- _WORK REQUIRED_
Every record must be copied exactly, except that pictures are dropped.

━━━━━━━━

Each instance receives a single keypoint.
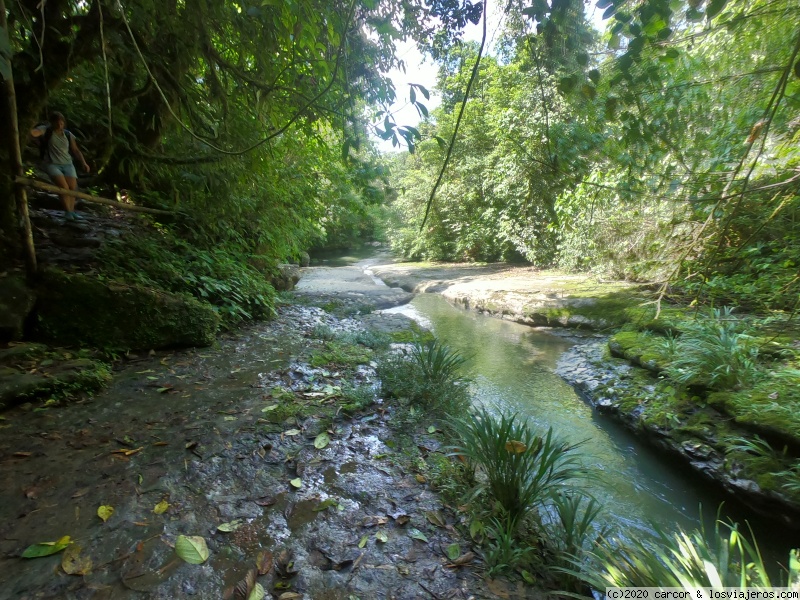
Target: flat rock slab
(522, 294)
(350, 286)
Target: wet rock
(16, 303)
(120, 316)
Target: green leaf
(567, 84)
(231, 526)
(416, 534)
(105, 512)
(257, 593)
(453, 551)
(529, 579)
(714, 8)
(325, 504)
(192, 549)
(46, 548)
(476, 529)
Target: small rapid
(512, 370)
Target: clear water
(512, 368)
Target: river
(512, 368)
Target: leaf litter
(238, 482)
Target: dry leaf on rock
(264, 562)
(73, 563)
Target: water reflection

━━━━━━━━

- _TASK ANSWER_
Each instance receives a single keypoint.
Target: flat rock slab
(522, 294)
(350, 286)
Target: wet rock
(16, 303)
(120, 316)
Target: green leaf
(567, 84)
(231, 526)
(416, 534)
(105, 512)
(257, 593)
(453, 551)
(529, 579)
(714, 8)
(325, 504)
(192, 549)
(46, 548)
(476, 529)
Target: small rapid
(512, 370)
Target: clear water
(512, 368)
Target: river
(512, 368)
Target: leaf litter
(238, 482)
Target: dry leaf on rock
(264, 562)
(73, 563)
Target: water reflection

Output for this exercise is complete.